Tarefa do exercício: Quantas linhas abaixo contêm a palavra "griddle"? Responda só com o número.

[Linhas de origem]
^^^^

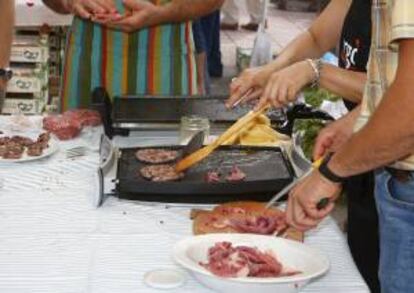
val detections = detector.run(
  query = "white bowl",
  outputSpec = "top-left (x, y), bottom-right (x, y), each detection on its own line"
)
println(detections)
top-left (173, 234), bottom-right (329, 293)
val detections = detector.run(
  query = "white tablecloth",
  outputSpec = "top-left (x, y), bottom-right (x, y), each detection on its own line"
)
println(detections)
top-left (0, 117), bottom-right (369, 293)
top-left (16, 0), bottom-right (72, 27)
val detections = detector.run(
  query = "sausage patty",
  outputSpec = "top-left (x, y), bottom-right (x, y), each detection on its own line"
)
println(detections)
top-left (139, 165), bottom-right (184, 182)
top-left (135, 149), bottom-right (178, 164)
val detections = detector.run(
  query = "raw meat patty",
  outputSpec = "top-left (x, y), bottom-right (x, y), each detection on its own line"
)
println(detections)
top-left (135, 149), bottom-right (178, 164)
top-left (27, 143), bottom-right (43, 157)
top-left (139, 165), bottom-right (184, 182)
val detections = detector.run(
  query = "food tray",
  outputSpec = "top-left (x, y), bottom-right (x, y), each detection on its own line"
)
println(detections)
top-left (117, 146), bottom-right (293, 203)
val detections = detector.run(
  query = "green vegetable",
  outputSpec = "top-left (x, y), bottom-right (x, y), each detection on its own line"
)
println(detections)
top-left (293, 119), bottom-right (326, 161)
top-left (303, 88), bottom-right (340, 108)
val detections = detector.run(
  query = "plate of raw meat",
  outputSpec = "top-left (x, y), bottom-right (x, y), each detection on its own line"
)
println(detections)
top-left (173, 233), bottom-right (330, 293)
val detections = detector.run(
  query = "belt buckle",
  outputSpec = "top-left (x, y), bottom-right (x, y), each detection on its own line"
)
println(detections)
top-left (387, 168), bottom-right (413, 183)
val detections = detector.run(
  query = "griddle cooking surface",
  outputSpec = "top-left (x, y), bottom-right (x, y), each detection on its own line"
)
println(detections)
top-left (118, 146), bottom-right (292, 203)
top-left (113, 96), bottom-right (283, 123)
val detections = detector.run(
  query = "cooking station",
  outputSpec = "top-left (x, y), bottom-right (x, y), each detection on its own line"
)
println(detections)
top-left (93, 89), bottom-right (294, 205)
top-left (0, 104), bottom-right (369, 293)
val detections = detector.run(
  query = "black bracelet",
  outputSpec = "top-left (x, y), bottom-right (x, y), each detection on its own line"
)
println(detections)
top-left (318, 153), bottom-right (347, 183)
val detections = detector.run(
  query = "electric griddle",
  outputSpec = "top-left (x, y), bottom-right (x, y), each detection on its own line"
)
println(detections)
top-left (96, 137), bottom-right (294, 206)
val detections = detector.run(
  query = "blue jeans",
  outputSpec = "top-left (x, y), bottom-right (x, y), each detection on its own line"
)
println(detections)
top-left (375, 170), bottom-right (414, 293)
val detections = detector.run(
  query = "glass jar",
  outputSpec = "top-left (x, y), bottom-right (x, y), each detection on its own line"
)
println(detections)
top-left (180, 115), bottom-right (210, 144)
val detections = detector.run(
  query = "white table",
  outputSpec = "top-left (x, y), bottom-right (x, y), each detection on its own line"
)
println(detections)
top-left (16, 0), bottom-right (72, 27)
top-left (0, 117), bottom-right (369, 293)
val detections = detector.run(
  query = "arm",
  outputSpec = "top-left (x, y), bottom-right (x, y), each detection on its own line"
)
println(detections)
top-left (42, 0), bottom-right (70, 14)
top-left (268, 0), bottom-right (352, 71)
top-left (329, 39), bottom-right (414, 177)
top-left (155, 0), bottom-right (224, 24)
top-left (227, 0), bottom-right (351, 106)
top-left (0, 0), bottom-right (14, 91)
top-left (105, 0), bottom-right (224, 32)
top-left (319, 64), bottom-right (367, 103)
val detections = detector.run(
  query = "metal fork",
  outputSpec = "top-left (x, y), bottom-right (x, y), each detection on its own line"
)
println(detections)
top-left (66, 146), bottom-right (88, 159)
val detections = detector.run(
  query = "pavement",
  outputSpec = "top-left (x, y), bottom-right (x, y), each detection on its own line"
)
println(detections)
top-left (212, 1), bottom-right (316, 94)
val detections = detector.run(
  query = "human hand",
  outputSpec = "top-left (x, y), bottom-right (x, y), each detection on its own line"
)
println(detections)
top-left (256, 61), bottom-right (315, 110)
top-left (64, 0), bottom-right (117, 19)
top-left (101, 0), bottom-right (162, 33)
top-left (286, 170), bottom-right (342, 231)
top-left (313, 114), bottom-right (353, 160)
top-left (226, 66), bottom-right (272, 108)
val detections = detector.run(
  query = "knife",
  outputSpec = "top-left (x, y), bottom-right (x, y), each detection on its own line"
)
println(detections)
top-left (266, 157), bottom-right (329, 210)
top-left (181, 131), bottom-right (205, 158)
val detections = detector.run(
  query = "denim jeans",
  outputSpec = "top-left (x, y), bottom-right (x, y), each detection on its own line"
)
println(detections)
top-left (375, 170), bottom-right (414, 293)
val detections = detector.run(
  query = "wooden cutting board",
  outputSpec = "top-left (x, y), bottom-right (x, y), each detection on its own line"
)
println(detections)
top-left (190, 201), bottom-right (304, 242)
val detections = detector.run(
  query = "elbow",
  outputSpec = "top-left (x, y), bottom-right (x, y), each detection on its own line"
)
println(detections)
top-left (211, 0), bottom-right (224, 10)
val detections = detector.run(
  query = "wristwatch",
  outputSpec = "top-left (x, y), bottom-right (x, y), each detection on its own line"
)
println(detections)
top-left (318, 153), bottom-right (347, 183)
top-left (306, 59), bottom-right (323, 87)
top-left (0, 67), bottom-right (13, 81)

^^^^

Resultado do exercício: 2